- _What you will do_
While you copy the lines below, skip the pictures and keep the rest exact.

────────────────────────────────────────

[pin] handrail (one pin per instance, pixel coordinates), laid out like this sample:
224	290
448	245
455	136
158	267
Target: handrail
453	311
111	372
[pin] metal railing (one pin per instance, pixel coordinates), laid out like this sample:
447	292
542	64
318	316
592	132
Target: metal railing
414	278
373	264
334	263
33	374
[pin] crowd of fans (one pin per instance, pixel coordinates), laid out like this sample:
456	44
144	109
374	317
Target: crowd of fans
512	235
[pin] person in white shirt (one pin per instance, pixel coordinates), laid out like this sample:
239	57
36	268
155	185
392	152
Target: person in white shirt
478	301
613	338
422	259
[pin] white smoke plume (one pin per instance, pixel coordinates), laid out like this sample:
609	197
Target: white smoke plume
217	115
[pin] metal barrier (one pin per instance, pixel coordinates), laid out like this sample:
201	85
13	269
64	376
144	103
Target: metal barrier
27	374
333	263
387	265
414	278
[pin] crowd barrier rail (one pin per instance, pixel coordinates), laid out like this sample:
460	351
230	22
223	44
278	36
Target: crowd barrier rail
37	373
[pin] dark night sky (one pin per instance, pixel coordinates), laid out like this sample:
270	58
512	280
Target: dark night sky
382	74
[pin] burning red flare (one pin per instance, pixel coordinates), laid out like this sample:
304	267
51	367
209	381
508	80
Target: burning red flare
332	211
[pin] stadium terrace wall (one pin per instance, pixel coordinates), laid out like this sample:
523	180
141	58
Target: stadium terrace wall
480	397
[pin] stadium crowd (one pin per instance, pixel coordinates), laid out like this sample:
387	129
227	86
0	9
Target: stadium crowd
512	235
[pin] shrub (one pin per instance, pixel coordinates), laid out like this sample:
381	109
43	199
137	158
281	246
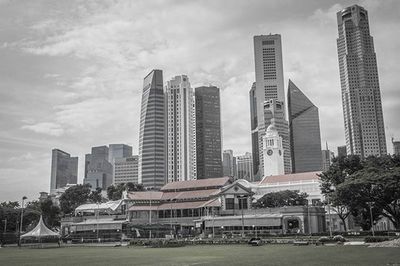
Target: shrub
374	239
339	238
324	239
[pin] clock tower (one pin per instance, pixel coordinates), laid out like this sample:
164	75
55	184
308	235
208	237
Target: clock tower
273	152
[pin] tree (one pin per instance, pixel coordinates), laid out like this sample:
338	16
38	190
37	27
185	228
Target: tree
73	197
282	198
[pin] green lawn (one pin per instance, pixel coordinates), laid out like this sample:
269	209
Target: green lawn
203	255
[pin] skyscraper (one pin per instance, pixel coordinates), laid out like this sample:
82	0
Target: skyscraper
228	163
181	130
208	132
342	151
275	110
98	170
245	167
152	133
64	169
118	151
305	135
269	85
361	97
126	170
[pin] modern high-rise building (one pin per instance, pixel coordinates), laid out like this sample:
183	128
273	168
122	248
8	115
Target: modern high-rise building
361	97
228	163
342	151
118	151
208	132
305	135
152	133
64	169
126	170
269	85
98	170
181	130
245	167
396	147
275	110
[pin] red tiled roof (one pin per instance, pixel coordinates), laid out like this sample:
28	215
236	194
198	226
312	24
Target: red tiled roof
199	183
145	195
290	178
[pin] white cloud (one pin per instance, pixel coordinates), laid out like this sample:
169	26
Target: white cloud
47	128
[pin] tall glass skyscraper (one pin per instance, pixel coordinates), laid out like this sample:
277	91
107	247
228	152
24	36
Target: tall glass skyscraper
208	132
361	97
64	169
305	135
181	130
152	141
269	85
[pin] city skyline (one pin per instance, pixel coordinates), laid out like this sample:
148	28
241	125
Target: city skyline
48	104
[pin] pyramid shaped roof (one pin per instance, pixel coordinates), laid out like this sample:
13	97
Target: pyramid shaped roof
40	230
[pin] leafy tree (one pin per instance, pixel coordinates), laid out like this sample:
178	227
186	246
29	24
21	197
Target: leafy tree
282	198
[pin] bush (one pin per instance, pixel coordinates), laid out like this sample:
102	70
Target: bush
339	238
324	239
374	239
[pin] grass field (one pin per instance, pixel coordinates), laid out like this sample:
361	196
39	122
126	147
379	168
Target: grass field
203	255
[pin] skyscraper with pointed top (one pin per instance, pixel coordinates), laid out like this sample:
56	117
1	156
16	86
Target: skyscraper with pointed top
305	136
361	97
152	141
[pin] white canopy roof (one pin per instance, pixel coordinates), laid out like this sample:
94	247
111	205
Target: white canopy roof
92	207
40	230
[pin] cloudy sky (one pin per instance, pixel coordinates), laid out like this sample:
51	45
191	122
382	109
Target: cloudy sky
71	72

────────────────────────────────────────

- _Answer to this task_
[pin] handrail (one pin per instance, pixel coordinates), laid out like this sample:
224	290
448	245
455	136
158	267
Target: handrail
453	311
111	372
[pin] metal railing (one pin per instance, pixel coordinates), laid out like this sample:
447	292
542	64
318	316
592	132
Target: metal railing
414	278
373	264
334	263
33	374
[pin] crowd of fans (one pin per instance, pixel coordinates), laid out like this sample:
456	44
144	109
374	317
Target: crowd of fans
512	235
[pin] person in white shirt (one pin per instance, pixel coordinates), laid out like this sample:
239	57
36	268
155	185
392	152
Target: person in white shirt
478	301
613	338
422	259
[pin] white smoke plume (one pin per instance, pixel coordinates), laid out like this sample:
609	197
Target: white smoke plume
217	115
[pin] metal barrier (one pin per instance, pixel coordinates), laid out like this sample:
201	85
13	269
64	376
144	103
Target: metal barrier
27	374
333	263
387	265
414	278
[pin] crowd barrier rail (one pin per instance, pixel coordinates), laid out like this sample:
460	351
230	22
223	44
278	36
Target: crowd barrier rail
37	373
[pin] dark night sky (one pin per instance, pixel coordinates), laid out like this sample:
270	58
512	280
Target: dark night sky
382	74
[pin] burning red flare (one pin per instance, pixel coordinates), laid out like this sample:
304	267
51	367
209	381
508	80
Target: burning red flare
332	211
[pin] stadium terrace wall (one pin per instance, pixel coordinates), laid out like this sample:
523	180
141	58
Target: stadium terrace wall
480	397
[pin] stadium crowd (one pin per instance, pixel coordinates), laid out like this sample:
387	129
227	86
0	9
Target: stadium crowd
512	235
[pin] shrub (one pin per instance, pixel coordinates), laid out like this sample:
381	109
43	199
137	158
281	246
Target: shrub
374	239
339	238
324	239
[pin] clock tower (one pin per instance, pixel coordinates), laid out like this sample:
164	75
55	184
308	235
208	237
Target: clock tower
273	152
[pin] tree (one pin per instance, pixel coordinates), laid out like this sample:
338	16
38	190
37	27
185	228
Target: tree
73	197
282	198
[pin] green lawn (one pin per instance, pixel coordinates), laid out like this sample:
269	209
Target: green lawn
203	255
[pin] skyscraper (one pin per instance, pixel coordinates), laid out like this sample:
82	0
Target: skyscraper
228	163
181	130
208	132
342	151
275	110
98	170
245	167
152	133
64	169
118	151
305	135
269	85
361	97
126	170
[pin] modern high-rise building (one pin per instance, pixel coordinates), laid out like this sample:
183	128
273	168
122	248
8	115
Target: modern high-rise building
361	97
228	163
342	151
118	151
208	132
305	135
152	133
64	169
126	170
269	85
98	170
181	130
245	167
396	147
275	110
[pin] red tiled roof (one pin per instance, pixel coordinates), laid out like this sample:
28	215
236	194
198	226
312	24
Target: red tiled roof
199	183
145	195
290	178
[pin] white cloud (one pin per instance, pixel coordinates), laid out like this sample:
169	26
Target: white cloud
47	128
[pin] tall glass skyscraper (one pin per instance, pixel coordinates), laid out like this sample:
277	91
107	247
228	152
24	36
Target: tall glass skyscraper
208	132
361	97
64	169
305	135
181	130
152	141
269	85
[pin] city skyline (one pin per instance, pixel coordinates), laid out like this sample:
148	28
241	125
Target: city skyline
48	104
[pin] pyramid shaped roof (one pin per instance, pixel coordinates), laid out like this sample:
13	97
Target: pyramid shaped roof
40	230
[pin] leafy tree (one pin per instance, pixel coordinates), laid out like this sample:
178	227
186	246
29	24
21	197
Target: leafy tree
282	198
[pin] bush (one pin per instance, pixel coordinates), laid out like this sample:
102	70
Target: bush
339	238
324	239
374	239
[pin] grass field (one pin per instance, pixel coordinates), laid out like this sample:
361	196
39	122
126	147
379	168
Target: grass field
203	255
[pin] skyscraper with pointed top (one pin per instance, pixel coordinates), laid out like this sample:
56	117
1	156
16	86
Target: skyscraper with pointed top
305	136
361	97
152	141
[pin] white canopy roof (one pin per instance, pixel coordinates), laid out like this sample:
94	247
111	205
Target: white canopy roof
92	207
40	230
[pin] cloudy sky (one pin per instance, pixel coordinates), laid out like this sample:
51	45
191	122
382	109
Target: cloudy sky
71	72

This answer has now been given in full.